Fragmento del texto -
"""
En julio de 1937, los japoneses iniciaron su invasión generalizada del territorio chino propiamente dicho. Mi padre, al igual que muchos otros, se mostró horrorizado y desesperado por lo que estaba ocurriendo en su país. En aquella época comenzó a trabajar en una librería que vendía publicaciones de izquierda. Por las noches, aprovechando sus funciones de vigilante nocturno, devoraba un libro tras otro.

A sus honorarios de la tienda añadió un pequeño complemento trabajando por las tardes como «explicador» de películas. Muchas de las películas que entonces se proyectaban eran norteamericanas y mudas. Su tarea consistía en permanecer junto a la pantalla y explicar lo que estaba sucediendo, ya que los filmes no estaban ni doblados ni subtitulados. Asimismo, se unió a un grupo de teatro antijaponés en el que, dados sus rasgos jóvenes y delicados, solía interpretar papeles de mujer.

A mi padre le encantaba el grupo de teatro. A través de los amigos que allí conoció entró por primera vez en contacto con los comunistas en la clandestinidad. El empeño comunista por combatir a los japoneses y crear una sociedad justa inflamaba su imaginación, y en 1938, a la edad de diecisiete años, ingresó en el Partido. En aquella época, el Kuomintang vigilaba estrechamente las actividades comunistas en Sichuan. Nanjing, la capital, había caído en manos de los japoneses en diciembre de 1937, y Chiang Kai-shek se había visto forzado a trasladar su Gobierno a Chongqing. Dicho traslado desencadenó un frenesí de actividad policial en Sichuan, y el grupo de teatro de mi padre fue disuelto por la fuerza. Algunos de sus amigos fueron arrestados. Otros tuvieron que huir. Mi padre se sentía frustrado por no poder hacer nada por su país.
"""
Partes del ejercicio -
• a. Responde estas preguntas con datos del fragmento del texto:
(i) ¿En qué mes y año iniciaron los japoneses su invasión generalizada del territorio chino propiamente dicho?
(ii) ¿Qué papeles solía interpretar el padre en el grupo de teatro antijaponés?
(iii) ¿A qué edad ingresó el padre en el Partido?
• b. Prosigue el relato sobre el padre durante la invasión japonesa a partir de su última oración.

Material proporcionado -
"""
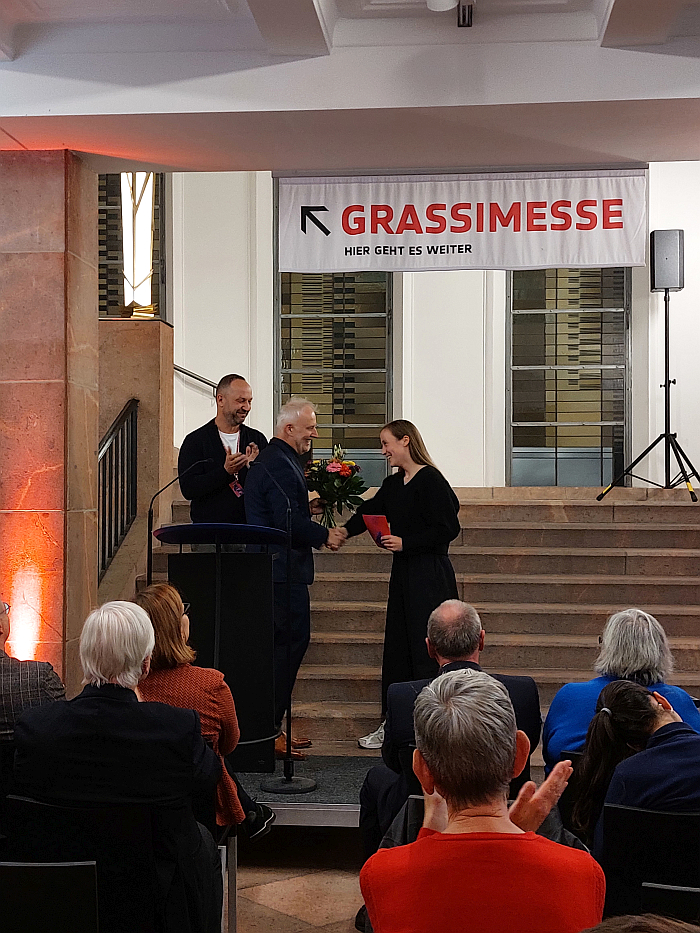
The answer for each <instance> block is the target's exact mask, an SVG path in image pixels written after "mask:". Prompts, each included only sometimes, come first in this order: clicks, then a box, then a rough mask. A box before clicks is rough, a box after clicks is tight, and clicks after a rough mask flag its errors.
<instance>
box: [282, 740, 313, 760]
mask: <svg viewBox="0 0 700 933" xmlns="http://www.w3.org/2000/svg"><path fill="white" fill-rule="evenodd" d="M286 757H287V736H286V735H278V736H277V738H276V739H275V758H286ZM292 758H293V759H294V760H295V761H306V755H304V754H303V752H299V751H297V750H296V749H295V748H294V745H292Z"/></svg>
"""
Resultados -
• a.
(i) En julio de 1937.
(ii) Papeles de mujer.
(iii) A los diecisiete años.

• b.
Pocos años antes, las fuerzas comunistas habían atravesado remotas zonas de Sichuan durante los casi diez mil kilómetros de su Larga Marcha, la cual terminó por llevarles a una pequeña población del Noroeste llamada Yan'an. Los compañeros del grupo de teatro habían hablado a menudo de Yan'an como un lugar incorrupto y eficiente en el que reinaba la camaradería: el sueño de mi padre. Así, a comienzos de 1940 inició su larga marcha particular hacia Yan'an. Primero viajó a Chongqing, donde uno de sus cuñados, oficial del Ejército de Chiang Kai-shek, escribió una carta para ayudarle a atravesar las zonas ocupadas por el Kuomintang y atravesar el bloqueo que Chiang Kai-shek había dispuesto en torno a Yan'an. Tardó casi cuatro meses en realizar el viaje, y llegó por fin en abril de 1940.

Yan'an se encuentra en la Meseta Amarilla, una zona árida y remota del noroeste de China. Dominada por una pagoda de nueve alturas, gran parte de la ciudad consistía en hileras de cuevas excavadas en los amarillentos riscos. Mi padre había de hacer de aquellas cuevas su hogar durante más de cinco años. Mao Zedong y sus dispersas fuerzas habían llegado allí en diferentes etapas entre 1935 y 1936, al final de la Larga Marcha, tras lo cual habían hecho de Yan'an la capital de su república. La población estaba rodeada de territorio hostil; su principal ventaja era su aislamiento, que la convertía en un objetivo difícil de atacar.